---------- SUPPLIED RECORDS

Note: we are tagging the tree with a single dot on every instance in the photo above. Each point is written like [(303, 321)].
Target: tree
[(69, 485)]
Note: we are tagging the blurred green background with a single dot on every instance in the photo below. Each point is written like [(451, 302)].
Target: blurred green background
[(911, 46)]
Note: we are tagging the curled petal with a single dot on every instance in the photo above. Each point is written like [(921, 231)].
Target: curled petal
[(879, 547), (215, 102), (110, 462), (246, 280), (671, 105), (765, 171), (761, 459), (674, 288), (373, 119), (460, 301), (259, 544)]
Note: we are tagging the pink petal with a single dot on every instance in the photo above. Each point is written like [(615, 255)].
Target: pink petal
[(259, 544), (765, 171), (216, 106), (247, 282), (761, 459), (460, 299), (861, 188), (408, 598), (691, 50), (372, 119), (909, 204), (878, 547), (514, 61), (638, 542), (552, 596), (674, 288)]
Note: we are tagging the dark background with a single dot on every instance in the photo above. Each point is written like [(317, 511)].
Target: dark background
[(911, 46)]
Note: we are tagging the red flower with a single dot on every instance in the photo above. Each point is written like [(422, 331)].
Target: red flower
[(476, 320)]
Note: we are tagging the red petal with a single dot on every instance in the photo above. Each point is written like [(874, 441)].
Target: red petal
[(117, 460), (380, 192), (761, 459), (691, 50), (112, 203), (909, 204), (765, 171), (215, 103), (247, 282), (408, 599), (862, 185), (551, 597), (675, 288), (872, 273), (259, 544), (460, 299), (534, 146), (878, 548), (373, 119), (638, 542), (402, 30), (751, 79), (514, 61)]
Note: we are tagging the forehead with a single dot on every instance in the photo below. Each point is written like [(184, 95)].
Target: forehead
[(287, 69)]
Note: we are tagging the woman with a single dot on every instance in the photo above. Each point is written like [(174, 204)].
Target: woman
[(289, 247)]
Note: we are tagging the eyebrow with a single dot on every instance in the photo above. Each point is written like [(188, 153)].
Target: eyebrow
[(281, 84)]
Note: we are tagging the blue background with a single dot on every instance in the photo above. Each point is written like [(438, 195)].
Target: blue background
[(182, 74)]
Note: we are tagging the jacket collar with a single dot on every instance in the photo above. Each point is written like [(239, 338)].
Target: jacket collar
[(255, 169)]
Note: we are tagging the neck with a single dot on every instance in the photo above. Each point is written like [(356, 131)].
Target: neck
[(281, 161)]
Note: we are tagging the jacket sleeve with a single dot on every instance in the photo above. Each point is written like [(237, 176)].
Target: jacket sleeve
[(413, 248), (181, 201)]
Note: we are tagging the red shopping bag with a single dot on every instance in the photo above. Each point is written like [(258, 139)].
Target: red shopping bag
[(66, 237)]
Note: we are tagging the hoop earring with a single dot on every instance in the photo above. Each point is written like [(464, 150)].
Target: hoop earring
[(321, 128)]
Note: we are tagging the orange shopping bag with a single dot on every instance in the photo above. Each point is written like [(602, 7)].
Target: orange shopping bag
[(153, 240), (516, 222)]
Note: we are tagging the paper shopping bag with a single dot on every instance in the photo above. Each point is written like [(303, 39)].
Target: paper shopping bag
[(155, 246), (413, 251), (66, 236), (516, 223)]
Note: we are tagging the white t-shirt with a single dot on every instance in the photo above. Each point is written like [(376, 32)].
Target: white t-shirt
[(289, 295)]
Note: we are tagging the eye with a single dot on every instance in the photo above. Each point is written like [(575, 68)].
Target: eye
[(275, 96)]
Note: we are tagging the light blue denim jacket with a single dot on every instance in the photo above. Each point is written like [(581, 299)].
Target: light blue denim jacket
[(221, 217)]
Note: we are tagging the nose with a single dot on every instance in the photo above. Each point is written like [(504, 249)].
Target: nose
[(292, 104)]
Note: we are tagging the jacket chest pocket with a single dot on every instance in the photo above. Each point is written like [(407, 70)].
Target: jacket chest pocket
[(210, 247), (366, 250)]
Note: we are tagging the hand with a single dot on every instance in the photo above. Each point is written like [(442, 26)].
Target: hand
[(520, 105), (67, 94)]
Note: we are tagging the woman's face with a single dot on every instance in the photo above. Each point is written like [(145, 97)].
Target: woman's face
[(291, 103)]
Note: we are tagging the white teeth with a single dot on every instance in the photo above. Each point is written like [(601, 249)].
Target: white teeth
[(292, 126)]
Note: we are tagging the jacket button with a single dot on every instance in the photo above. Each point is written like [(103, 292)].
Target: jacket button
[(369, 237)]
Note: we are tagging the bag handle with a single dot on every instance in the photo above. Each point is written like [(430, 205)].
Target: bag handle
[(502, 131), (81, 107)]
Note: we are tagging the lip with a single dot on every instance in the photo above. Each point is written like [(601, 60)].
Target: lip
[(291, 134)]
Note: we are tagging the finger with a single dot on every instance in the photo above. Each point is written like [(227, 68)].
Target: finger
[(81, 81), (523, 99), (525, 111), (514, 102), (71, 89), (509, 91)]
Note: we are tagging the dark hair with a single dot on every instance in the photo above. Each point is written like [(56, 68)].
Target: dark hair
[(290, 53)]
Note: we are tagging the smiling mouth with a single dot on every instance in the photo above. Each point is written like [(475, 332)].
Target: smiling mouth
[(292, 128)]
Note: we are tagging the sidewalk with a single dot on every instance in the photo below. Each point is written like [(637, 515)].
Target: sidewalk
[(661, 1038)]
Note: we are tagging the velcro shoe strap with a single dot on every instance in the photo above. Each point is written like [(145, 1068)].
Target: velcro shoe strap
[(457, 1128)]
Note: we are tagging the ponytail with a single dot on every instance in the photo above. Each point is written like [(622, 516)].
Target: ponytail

--------------------

## GOAL OF THE EXERCISE
Reproduce the entire listing word for word.

## SOLUTION FOR THIS PROBLEM
Note: we are tagging the tree with a single dot on every instance in the photo above. Each point is written like [(303, 321)].
Target: tree
[(69, 485)]
Note: we are tagging the blurred green background with a single dot on every instance in the photo below. Each point is written like [(451, 302)].
Target: blurred green background
[(911, 46)]
Note: we are tagging the curled petal with a single dot on every instance in the photo above. Each point is written like [(921, 231)].
Target: curled petal
[(879, 547), (215, 102), (110, 462), (246, 280), (671, 105), (765, 171), (761, 459), (674, 288), (373, 119), (460, 301), (259, 544)]
Note: we are tagging the pink petal with a single dot on every instance in the photo above. Each point is written like [(615, 255)].
Target: pink petal
[(259, 544), (765, 171), (216, 106), (247, 282), (761, 459), (460, 299), (861, 188), (408, 598), (691, 50), (372, 119), (909, 204), (878, 547), (514, 61), (638, 542), (552, 596), (674, 288)]
Note: we are tagging the dark background with a single dot on every instance in the photo above. Each point is written like [(317, 511)].
Target: dark background
[(911, 46)]
Note: we are tagging the red flower with a single dot on every instance in the photo above. Each point is written like [(422, 331)].
Target: red flower
[(476, 320)]
Note: we are tagging the red petal with a single dot on every instance in the photo above. Each point is written like [(874, 441)].
Target: red petal
[(117, 460), (380, 192), (761, 459), (691, 50), (112, 203), (909, 204), (765, 171), (215, 103), (247, 282), (408, 599), (862, 185), (551, 597), (675, 288), (872, 273), (259, 544), (460, 299), (534, 146), (878, 548), (373, 119), (638, 542), (402, 30), (751, 79), (514, 61)]
Note: we are tagging the forehead with a single dot on every instance in the photo below. Each point is written like [(184, 95)].
Target: forehead
[(287, 69)]
Note: we are tagging the woman with a single dot on every instance in the photo above. Each point is written like [(174, 204)].
Target: woman
[(289, 247)]
Note: we are tagging the eyebrow with a single dot on every instance in the photo above. Each point is written like [(188, 153)].
Target: eyebrow
[(281, 84)]
Note: we are tagging the blue background with a single dot on every instance in the photo above. Each point is written like [(438, 195)].
Target: blue background
[(182, 74)]
Note: we are tagging the jacket collar with a single dot on every instance in the photo above. Each point is written like [(239, 338)].
Target: jacket collar
[(255, 169)]
Note: we are tagging the neck with a single dot on every instance in the photo above. Each point is written like [(356, 131)].
Target: neck
[(281, 161)]
Note: we are tagging the jacket sleeve with a single dot on every instance in the photo above. Each point is written like [(237, 176)].
Target: jacket sleeve
[(413, 248), (181, 201)]
Note: we are tagging the red shopping bag with a single dot on every instance in the photo above. Each point is written like [(258, 139)].
Target: red shopping bag
[(66, 237)]
Note: we are tagging the hoop earring with a single dot on every instance in the photo above. Each point is written like [(464, 150)].
Target: hoop earring
[(321, 128)]
Note: we are tagging the orange shopping bag with a single dot on every instance in the photo above. Each point is written like [(602, 7)].
Target: orange shopping bag
[(153, 240), (516, 222)]
Note: we are tagging the paper shopping bag with a single dot on every instance in the photo above. Each point is written like [(303, 39)].
Target: paper shopping bag
[(155, 246), (413, 251), (66, 236), (516, 223)]
Note: we are tagging the white t-shirt with a single dot on every instance in the photo above. Each point is written like [(376, 32)].
Target: white t-shirt
[(289, 295)]
Note: we are tagging the eye with a single dot on every instance in the photo above. Each point is written like [(575, 68)].
Target: eye
[(275, 96)]
Note: we are tagging the light blue denim jacket with a single dot on every instance in the photo above. Each point is written like [(581, 299)].
Target: light blue denim jacket
[(221, 217)]
Note: we are tagging the nose with a single dot on every instance in the photo above. Each point is written like [(504, 249)].
Target: nose
[(292, 104)]
Note: we are tagging the jacket chest pocket with a single dot on every instance in the photo above. Each point is written like [(407, 70)].
Target: jacket chest pocket
[(210, 247), (366, 250)]
Note: we are tagging the hand with a single dot on every instance in the photo above. Each point is written like [(442, 26)].
Target: hand
[(520, 105), (67, 94)]
Note: we are tagging the woman's face with a single dot on every instance in the photo above. Each point is written like [(145, 97)].
Target: woman's face
[(291, 103)]
Note: we are tagging the white teeth with a single dot on every instance in the photo above. Each point is written like [(601, 249)].
Target: white teeth
[(292, 126)]
Note: we are tagging the jacket button with a single dot on every instance in the photo above. Each point is written like [(103, 292)].
Target: jacket button
[(369, 237)]
Note: we are tagging the bag handle with a single dot on every instance in the photo above. Each point is written like [(430, 205)].
Target: bag handle
[(502, 131), (81, 107)]
Note: we are tagging the lip with a single dot on every instance in the photo above. Each point is written like [(601, 60)].
Target: lip
[(291, 134)]
Note: we are tagging the finger with a single dot on every instance in the photo above. Each point is written like [(227, 68)].
Target: finger
[(81, 81), (523, 99), (525, 111), (514, 102), (71, 89), (509, 91)]
Note: we are tagging the dark hair with a single dot on every instance in the photo above. Each point is written like [(56, 68)].
Target: dark hair
[(290, 53)]
Note: we are tagging the smiling mouth with a single dot on every instance in the photo above. Each point is written like [(475, 332)].
Target: smiling mouth
[(292, 128)]
Note: we are tagging the sidewalk with a single dot on every instance in the photo below. Each point is written like [(637, 515)].
Target: sidewalk
[(661, 1038)]
Note: we are tagging the velcro shoe strap with a single dot on every instance in the photo above. Each point is written like [(145, 1068)].
Target: velcro shoe strap
[(457, 1128)]
Note: we are tagging the ponytail with a single dot on every instance in the photo above. Each point is written like [(622, 516)].
Target: ponytail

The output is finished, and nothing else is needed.